═════ READING TEXT ═════

Planned Parenthood may poor-mouth when its government funding is on the line, but that hasn’t stopped the abortion giant from spending lavishly on politicians who promise to keep the taxpayer dollars coming.
Planned Parenthood’s political arm, the Planned Parenthood Action Fund, was the second-biggest spender on the Democratic side of the ledger in the special election for Georgia’s 6th Congressional District, putting more than $734,000 behind Jon Ossoff.
The only group that spent more was the Democratic Congressional Campaign Committee, which poured $4.9 million into the race.
Michael J. Norton, president and general counsel of the Colorado Freedom Institute, a religious-liberty legal firm, said Planned Parenthood’s involvement in political races raises a “huge ethical issue.”
“Planned Parenthood is trying to influence the outcome of races so as to line its pockets with more taxpayer dollars for abortion and abortion-related services,” Mr. Norton said. “It doesn’t square with Planned Parenthood’s argument that cutting off federal funds is going to deprive women of necessary health care.”
Planned Parenthood, which receives more than $500 million in annual taxpayer funding, could not be reached for comment. The group’s Action Fund is funded by donations, which are kept legally separate from the general revenue.
The abortion giant’s spending in Georgia is just a drop in the bucket of its overall political activity. The group said it spent $30 million last year in support of former Secretary of State Hillary Clinton’s presidential campaign, more than double what it spent in 2012.
As a part of the #PinkOutTheVote campaign, Planned Parenthood inundated six swing states—Wisconsin, Ohio, Nevada, North Carolina, Pennsylvania and New Hampshire—with 1,500 paid canvassers, nearly 250 outreach events and countless television ads.
Of those six states, President Trump won four.
Planned Parenthood similarly failed to win a series of special elections earlier this year.
In the race for the Montana House seat vacated by Rep. Ryan Zinke, who was appointed to head the U.S. Department of the Interior by Mr. Trump, Planned Parenthood launched a six-figure ad buy touting Democrat Rob Quist as a champion for women. Even after Republican Greg Gianforte was cited for misdemeanor assault against a reporter, Mr. Quist lost by more than 5 points.
And despite heavy backing from the abortion industry, Mr. Ossoff failed to grab the seat vacated by former Rep. Tom Price. Mr. Trump carried Georgia’s 6th District by just 1.5 points, but pro-life Republican Karen Handel won the seat by nearly 4 points.

═════

- [QUESTIONS ON THE MATERIAL]
A – In the article on Planned Parenthood's political spending, how much did the Democratic Congressional Campaign Committee put into the Georgia 6th District special election?
B – Print the passage of the article on Planned Parenthood's political spending from "In the race" up to and including "than 5 points.".
C – Write what follows the final sentence of the article on Planned Parenthood's political spending.

═════ RECORDS SUPPLIED ═════

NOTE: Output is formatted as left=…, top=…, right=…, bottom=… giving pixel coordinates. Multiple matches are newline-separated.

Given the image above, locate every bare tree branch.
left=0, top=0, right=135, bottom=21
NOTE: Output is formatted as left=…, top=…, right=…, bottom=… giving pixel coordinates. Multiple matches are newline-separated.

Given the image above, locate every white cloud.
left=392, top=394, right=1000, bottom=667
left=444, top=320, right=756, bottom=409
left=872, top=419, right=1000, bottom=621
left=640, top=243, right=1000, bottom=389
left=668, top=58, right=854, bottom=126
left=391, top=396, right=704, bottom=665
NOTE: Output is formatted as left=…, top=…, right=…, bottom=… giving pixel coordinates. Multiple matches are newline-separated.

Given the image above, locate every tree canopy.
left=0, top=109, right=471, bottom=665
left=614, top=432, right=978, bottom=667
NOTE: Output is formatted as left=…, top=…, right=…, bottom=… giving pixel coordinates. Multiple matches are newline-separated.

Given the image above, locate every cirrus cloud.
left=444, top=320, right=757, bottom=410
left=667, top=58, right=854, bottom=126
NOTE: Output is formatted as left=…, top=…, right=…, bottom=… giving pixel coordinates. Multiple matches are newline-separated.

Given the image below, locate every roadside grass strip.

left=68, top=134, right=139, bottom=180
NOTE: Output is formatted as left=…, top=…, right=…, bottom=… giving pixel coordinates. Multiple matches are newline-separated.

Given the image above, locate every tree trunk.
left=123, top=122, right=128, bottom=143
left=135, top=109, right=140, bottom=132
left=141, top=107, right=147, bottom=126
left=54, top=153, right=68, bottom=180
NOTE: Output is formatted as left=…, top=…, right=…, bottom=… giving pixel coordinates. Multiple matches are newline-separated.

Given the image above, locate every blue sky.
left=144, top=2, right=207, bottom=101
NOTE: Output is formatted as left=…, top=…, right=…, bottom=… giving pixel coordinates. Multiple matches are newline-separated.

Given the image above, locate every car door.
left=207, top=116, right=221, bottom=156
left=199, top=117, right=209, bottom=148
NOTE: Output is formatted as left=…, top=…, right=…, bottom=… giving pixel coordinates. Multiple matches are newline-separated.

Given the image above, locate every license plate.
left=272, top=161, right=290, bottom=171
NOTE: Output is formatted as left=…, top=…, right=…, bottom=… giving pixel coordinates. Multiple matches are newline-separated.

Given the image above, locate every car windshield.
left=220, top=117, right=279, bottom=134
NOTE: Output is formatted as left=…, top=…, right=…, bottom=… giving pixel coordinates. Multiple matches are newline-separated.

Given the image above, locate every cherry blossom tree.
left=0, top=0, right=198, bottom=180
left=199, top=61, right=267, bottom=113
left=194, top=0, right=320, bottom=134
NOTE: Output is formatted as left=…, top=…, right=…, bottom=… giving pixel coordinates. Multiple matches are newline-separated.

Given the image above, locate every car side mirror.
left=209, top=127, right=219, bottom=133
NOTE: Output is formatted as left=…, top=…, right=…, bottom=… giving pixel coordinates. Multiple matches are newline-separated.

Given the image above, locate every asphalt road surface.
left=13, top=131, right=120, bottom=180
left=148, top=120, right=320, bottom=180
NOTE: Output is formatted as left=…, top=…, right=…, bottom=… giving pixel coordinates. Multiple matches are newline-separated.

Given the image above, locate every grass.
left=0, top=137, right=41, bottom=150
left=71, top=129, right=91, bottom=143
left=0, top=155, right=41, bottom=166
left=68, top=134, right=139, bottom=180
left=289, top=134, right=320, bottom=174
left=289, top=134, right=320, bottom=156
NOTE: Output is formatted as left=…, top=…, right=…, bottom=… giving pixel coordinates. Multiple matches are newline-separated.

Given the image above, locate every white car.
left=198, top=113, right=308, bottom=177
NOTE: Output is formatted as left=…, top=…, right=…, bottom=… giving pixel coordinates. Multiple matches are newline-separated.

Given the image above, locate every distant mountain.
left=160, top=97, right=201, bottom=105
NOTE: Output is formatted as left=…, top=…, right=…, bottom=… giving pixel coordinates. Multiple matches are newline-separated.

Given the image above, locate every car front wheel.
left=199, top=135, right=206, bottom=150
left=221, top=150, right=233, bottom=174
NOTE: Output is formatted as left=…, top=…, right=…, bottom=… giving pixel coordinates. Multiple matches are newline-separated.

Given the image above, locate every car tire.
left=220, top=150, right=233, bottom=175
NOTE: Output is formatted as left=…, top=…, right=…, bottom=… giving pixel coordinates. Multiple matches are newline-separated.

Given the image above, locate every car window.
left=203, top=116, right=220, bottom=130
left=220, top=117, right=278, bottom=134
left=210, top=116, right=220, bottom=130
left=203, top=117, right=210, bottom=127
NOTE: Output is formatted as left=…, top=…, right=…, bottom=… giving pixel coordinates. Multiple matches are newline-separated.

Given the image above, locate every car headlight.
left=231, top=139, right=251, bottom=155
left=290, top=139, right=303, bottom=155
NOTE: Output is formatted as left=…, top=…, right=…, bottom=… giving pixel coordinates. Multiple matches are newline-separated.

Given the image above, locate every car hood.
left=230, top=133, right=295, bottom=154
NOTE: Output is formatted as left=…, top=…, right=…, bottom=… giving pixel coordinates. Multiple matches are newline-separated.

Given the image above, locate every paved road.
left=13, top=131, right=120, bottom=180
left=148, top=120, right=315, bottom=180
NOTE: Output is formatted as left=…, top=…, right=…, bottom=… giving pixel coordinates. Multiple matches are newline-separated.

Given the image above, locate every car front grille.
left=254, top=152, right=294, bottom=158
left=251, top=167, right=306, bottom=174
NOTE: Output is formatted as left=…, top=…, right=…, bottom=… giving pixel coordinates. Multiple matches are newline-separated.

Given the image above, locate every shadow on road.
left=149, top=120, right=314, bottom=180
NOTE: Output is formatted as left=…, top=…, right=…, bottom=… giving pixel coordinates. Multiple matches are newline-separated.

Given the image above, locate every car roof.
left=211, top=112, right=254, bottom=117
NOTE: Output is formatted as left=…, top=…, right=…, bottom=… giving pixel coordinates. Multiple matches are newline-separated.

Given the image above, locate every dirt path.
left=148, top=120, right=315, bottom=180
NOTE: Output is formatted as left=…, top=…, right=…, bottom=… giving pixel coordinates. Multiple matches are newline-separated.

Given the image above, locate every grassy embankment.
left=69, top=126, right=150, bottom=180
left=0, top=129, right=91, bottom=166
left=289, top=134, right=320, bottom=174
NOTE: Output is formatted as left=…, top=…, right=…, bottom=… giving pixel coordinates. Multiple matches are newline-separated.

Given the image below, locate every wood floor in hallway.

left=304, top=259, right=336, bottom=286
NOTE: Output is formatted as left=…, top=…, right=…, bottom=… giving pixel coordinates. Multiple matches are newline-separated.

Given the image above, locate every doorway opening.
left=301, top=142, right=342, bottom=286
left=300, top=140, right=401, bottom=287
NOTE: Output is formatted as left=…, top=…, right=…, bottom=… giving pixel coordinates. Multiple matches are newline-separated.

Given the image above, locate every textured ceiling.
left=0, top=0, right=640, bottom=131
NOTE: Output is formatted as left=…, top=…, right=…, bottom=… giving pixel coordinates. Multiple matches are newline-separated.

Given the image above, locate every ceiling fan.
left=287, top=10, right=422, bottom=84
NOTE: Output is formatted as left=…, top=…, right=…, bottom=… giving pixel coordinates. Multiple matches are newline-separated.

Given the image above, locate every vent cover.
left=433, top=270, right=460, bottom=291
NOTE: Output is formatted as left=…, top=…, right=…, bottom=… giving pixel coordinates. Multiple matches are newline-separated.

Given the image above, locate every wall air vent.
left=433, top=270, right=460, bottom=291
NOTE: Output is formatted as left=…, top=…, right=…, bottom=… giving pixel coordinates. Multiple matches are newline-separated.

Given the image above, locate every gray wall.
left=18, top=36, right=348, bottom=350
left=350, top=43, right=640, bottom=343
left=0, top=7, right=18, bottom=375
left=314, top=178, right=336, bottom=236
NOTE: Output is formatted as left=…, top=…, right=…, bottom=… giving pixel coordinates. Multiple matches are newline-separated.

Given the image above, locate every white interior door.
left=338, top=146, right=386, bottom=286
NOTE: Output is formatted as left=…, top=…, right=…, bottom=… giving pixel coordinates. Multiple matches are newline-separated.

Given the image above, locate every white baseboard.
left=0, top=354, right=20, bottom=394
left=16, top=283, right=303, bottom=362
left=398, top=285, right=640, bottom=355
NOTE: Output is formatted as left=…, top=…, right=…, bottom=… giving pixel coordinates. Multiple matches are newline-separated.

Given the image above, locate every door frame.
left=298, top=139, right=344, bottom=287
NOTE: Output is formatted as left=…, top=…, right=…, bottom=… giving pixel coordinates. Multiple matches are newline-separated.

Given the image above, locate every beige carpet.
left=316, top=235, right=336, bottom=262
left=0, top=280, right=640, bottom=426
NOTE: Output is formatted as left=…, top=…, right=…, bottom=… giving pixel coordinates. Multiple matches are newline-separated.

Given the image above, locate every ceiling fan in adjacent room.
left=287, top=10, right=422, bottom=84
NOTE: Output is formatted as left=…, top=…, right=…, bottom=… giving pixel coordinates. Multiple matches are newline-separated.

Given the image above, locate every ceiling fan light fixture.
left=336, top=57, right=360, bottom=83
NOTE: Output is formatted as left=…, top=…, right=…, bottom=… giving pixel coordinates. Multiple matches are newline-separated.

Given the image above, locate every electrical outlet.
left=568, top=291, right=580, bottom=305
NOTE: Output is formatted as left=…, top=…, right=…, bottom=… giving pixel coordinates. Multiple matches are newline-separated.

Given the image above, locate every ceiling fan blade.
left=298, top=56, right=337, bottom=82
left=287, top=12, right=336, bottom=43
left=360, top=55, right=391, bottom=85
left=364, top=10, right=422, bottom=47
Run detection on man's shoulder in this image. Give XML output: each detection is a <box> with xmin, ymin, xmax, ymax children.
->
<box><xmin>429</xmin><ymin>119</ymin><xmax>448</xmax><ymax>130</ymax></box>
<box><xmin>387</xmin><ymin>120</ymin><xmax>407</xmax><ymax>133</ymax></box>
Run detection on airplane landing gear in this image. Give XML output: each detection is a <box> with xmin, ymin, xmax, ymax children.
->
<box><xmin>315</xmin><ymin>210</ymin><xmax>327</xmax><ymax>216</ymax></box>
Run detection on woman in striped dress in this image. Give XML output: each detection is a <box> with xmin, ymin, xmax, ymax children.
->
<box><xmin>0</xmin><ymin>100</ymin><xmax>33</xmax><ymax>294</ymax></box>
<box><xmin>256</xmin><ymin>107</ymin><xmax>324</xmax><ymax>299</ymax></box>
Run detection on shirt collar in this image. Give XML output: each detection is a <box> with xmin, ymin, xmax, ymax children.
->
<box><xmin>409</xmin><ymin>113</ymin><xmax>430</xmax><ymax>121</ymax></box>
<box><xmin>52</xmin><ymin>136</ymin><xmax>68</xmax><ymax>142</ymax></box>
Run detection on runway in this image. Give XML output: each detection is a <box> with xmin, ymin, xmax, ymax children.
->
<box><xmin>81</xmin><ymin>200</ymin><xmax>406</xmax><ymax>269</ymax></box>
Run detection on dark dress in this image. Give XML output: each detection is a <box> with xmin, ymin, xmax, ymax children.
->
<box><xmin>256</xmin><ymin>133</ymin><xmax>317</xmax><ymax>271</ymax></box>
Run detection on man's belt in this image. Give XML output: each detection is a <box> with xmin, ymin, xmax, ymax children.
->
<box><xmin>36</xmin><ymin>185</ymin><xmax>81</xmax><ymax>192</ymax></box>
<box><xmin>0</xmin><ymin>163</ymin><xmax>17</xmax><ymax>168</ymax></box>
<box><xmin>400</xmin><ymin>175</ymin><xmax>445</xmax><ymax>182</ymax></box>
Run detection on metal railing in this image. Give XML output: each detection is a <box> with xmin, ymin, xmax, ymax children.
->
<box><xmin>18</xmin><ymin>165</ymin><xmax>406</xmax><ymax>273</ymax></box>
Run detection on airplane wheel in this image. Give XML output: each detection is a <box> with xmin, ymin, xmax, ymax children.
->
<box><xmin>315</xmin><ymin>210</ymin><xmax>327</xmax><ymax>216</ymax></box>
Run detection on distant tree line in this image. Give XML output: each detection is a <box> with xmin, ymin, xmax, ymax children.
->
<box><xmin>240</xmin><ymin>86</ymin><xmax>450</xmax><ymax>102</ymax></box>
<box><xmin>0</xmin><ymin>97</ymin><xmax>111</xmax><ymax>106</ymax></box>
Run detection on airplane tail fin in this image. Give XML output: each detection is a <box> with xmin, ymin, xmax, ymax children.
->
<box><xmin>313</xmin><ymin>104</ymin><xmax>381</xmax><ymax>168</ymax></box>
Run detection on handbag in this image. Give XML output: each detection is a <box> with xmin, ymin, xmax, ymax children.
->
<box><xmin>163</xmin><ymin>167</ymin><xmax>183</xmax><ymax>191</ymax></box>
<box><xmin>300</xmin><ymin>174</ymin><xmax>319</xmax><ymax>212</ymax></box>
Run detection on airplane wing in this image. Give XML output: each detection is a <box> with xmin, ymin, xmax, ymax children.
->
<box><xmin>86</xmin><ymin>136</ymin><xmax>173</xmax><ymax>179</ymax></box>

═════

- [ANSWERS]
A – $4.9 million

B –
In the race for the Montana House seat vacated by Rep. Ryan Zinke, who was appointed to head the U.S. Department of the Interior by Mr. Trump, Planned Parenthood launched a six-figure ad buy touting Democrat Rob Quist as a champion for women. Even after Republican Greg Gianforte was cited for misdemeanor assault against a reporter, Mr. Quist lost by more than 5 points.

C –
Marjorie Dannenfelser, president of the pro-life Susan B. Anthony List, said the race turned out to be a referendum on Planned Parenthood.
“Although America’s largest abortion business, Planned Parenthood, spent six figures in support of her opponent Jon Ossoff, Karen’s record of courageous leadership won the day,” Ms. Dannenfelser said in a statement.
Mr. Ossoff routinely attacked Mrs. Handel for her brief stint at the Susan G. Komen Foundation, where she was vice president for policy. Mrs. Handel resigned from that job in 2012 after she was blamed for attempting to end the partnership between the breast cancer charity and Planned Parenthood.
At the time, Mrs. Handel declined to take a severance payment from the Komen Foundation to avoid a non-disclosure agreement. She later wrote a book about the incident, titled “Planned Bullyhood: The Truth Behind the Headlines about the Planned Parenthood Funding Battle with Susan G. Komen for the Cure.”
The Ossoff campaign released an ad, titled “Unforgivable,” accusing Mrs. Handel of cutting off “funding for Planned Parenthood cancer screenings” during her time at Komen.
Mr. Norton attributed Planned Parenthood’s increased political activity to “desperation,” pointing to Republican electoral gains and the plan to divest the abortion provider’s taxpayer funding to clinics that do not perform abortions.
He said making every race about abortion may be backfiring on Democrats.
“People are interested in jobs, the economy, health care, problems with Obamacare, immigration and securing our borders, tax reform and regulatory reform — that’s what people are interested in,” he said. “So when all Democrats want to talk about is people’s sexual proclivities, it turns people off. It just doesn’t resonate with the voters.”